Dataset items
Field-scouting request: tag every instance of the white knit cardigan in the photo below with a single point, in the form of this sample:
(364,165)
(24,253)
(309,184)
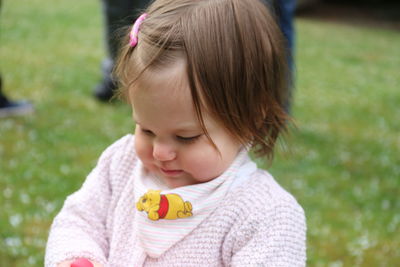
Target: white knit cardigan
(258,224)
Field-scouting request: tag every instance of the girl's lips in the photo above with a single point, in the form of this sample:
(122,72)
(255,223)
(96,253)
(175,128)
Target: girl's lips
(171,172)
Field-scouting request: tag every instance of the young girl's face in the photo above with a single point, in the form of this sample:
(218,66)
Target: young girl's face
(168,137)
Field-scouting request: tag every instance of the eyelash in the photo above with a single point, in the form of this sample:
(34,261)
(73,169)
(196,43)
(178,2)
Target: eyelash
(185,140)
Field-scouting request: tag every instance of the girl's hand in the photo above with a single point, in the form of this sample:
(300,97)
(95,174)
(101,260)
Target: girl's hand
(68,264)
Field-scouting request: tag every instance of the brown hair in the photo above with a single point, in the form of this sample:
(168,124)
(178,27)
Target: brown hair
(235,57)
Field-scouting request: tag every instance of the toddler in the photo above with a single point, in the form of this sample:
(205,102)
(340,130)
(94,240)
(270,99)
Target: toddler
(206,80)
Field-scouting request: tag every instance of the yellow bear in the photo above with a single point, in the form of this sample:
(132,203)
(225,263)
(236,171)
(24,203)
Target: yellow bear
(168,206)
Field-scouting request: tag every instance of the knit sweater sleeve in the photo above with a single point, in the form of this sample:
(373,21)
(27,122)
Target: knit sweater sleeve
(271,235)
(79,230)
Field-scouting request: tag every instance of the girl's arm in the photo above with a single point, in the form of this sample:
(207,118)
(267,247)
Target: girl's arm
(79,230)
(272,238)
(68,264)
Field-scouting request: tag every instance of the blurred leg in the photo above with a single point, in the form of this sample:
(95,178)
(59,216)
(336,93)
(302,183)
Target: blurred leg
(285,10)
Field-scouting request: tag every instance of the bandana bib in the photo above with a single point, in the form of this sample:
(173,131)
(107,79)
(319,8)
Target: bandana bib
(165,216)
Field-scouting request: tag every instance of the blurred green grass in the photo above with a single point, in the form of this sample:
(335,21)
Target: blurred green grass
(342,161)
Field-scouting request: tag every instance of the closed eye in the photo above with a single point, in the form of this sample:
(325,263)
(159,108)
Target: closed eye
(189,139)
(147,132)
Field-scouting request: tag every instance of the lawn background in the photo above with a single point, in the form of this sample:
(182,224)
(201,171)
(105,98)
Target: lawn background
(342,161)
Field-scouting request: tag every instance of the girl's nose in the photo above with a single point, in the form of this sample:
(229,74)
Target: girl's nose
(163,152)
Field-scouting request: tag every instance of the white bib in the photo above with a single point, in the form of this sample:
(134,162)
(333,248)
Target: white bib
(165,216)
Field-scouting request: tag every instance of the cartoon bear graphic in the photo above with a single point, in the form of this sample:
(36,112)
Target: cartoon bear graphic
(168,206)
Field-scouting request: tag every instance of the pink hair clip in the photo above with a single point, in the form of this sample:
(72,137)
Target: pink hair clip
(133,36)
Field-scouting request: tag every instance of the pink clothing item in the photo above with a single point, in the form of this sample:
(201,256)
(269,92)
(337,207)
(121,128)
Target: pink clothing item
(257,224)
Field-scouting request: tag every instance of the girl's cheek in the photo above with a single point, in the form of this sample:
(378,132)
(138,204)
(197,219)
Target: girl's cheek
(143,148)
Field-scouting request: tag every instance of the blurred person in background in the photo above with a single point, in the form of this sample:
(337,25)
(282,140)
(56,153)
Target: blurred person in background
(116,13)
(9,107)
(285,12)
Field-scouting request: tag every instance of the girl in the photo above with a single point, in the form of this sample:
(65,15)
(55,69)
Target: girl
(206,82)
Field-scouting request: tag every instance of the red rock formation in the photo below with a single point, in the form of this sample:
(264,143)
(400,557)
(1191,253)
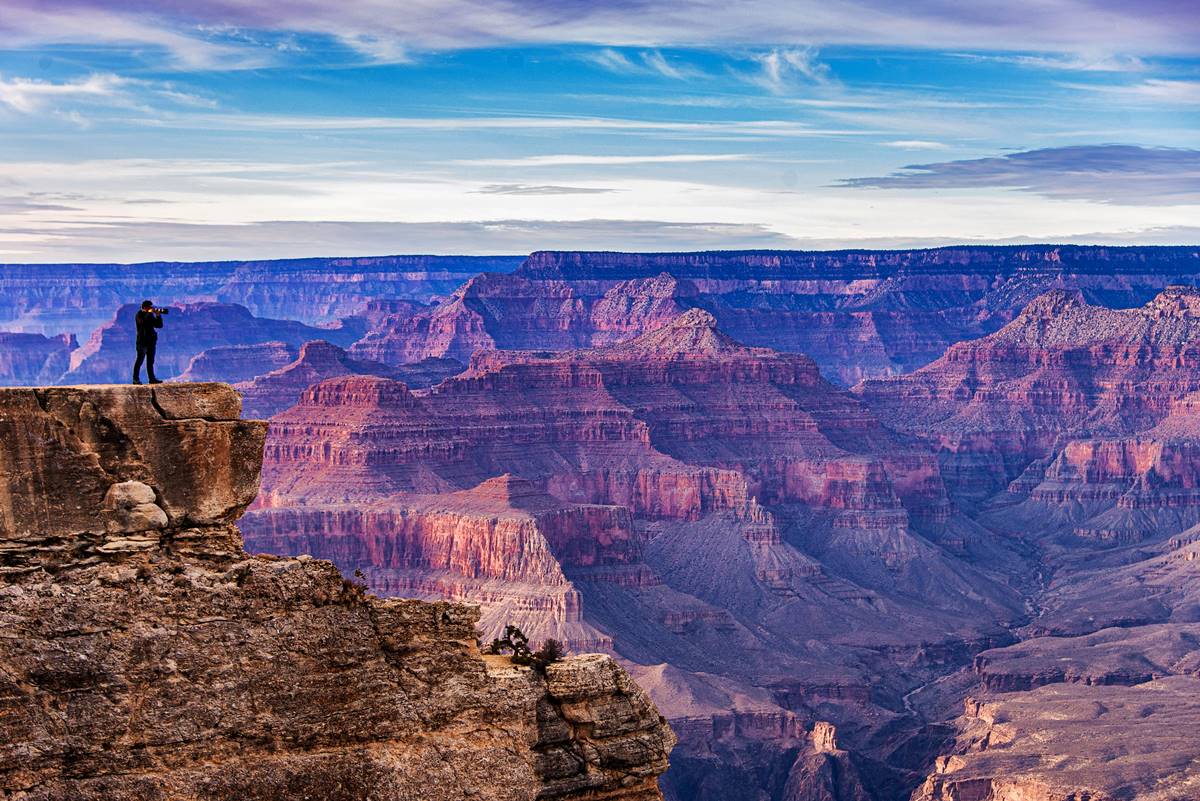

(Task directions): Omit the pictures. Output every record above word for word.

(Written answer):
Field-scouting request: tag every instance of the white knit cardigan in the photo below with a single point, in the form of this sample:
(364,165)
(24,253)
(309,184)
Target: white knit cardigan
(258,224)
Field-scouting request: tag every instance of the girl's lips in the photo above with a single point, in the form of this sample:
(122,72)
(255,223)
(96,253)
(175,128)
Target: girl's lips
(171,172)
Field-scouting request: tag every instance of the young girl's face in the photo above with a single point, in the form of this sample:
(218,66)
Target: young girl's face
(168,137)
Field-scouting request: tag every instance of the eyelash in the photo above with a single point, in the form of this sample:
(34,261)
(73,169)
(196,43)
(178,2)
Target: eyelash
(185,140)
Field-scouting request: tag every instance of the girl's hand in the photo above with a single point, in the form of this sample:
(300,97)
(95,174)
(101,260)
Target: girl's hand
(68,264)
Field-scouting request: tag every instance of the brown hair in the photo above with a single point, in the form of this sample:
(168,124)
(178,27)
Target: brown hair
(235,57)
Field-scouting request: tag every instance of the toddler in the photo above with a single point, in the form of this sample:
(205,102)
(340,130)
(94,240)
(270,99)
Target: toddler
(206,80)
Field-scouting request: tag every instance of the yellow bear in the photo above with a single point, in the form of this sample:
(132,203)
(225,263)
(236,171)
(24,203)
Target: yellow bear
(168,206)
Field-scouting request: tag every instance of the knit sweater sleeve in the photo above with a single point, in the form of this sample:
(373,21)
(27,122)
Target: knit sweater sleeve
(271,235)
(79,230)
Field-scouting request: tag every instance of the girl's arm in the photo above with a single point, in the form of this sample:
(207,118)
(267,247)
Target: girl's arm
(79,230)
(272,238)
(68,264)
Field-scouting request: tag every instance of the blurred leg in the photo above with a single point, in the form of this sample:
(95,178)
(59,216)
(336,93)
(302,183)
Target: blurred leg
(285,10)
Field-scouting request: tag every instance of the bandana bib in the photo above with a single point, in the form of this sample:
(173,131)
(107,79)
(319,8)
Target: bandana bib
(165,216)
Field-scouting request: tag every instance of the blurred green grass in the photo above with a single point, in the form of this sample:
(335,21)
Target: blurred green grass
(342,161)
Field-scouting request: tag every instance of the closed eye in the photo above with a single point, in the form of this sample:
(325,263)
(159,108)
Target: closed eye
(189,139)
(147,132)
Field-scouting request: tag every instance of the lawn background in the photo above with a single point, in the form of this sample:
(182,224)
(201,171)
(105,98)
Target: lawn background
(342,161)
Field-scouting request: tag every instance of the girl's nose in the photo above with a single point, in the form of this sample:
(229,74)
Target: girl's nose
(163,152)
Field-scouting request: tag every instance of the white bib in the photo above with a single point, in the form of this sample:
(134,162)
(333,248)
Target: white bib
(165,216)
Field-scouting request: tag every instance of the cartoon bear graphic in the photo above with a single point, in the form of this sample:
(36,112)
Target: cartoon bear graphic
(168,206)
Field-scouting request: tag every instance of the pink hair clip in the photo above with a single point, in the form of this sample:
(72,137)
Target: pink hair clip
(133,36)
Field-scouting request: tag every instance of the pink clothing item in the photo above with a single point, in the form of this sample:
(201,256)
(269,92)
(337,207)
(121,128)
Target: pink clothing item
(257,224)
Field-scouting request: tag every instance of the girl's cheek in the photo above with a single point, in the form of this sample:
(378,132)
(138,204)
(197,219)
Target: girl's cheek
(143,148)
Field-scouting request: tag every instance of the blurred person in background in the photo above with a single point, in the form of this sample:
(337,25)
(282,140)
(56,153)
Target: blurred person in background
(116,13)
(9,107)
(285,12)
Field-scouting request: tag every instance of the girl in the photo above with a single point, in the form of this sample:
(65,15)
(55,69)
Target: girl
(206,82)
Field-scouting request: tag every instance of the red rock formation in the photo below with a single point, in the form of this sample:
(264,143)
(400,557)
(1191,253)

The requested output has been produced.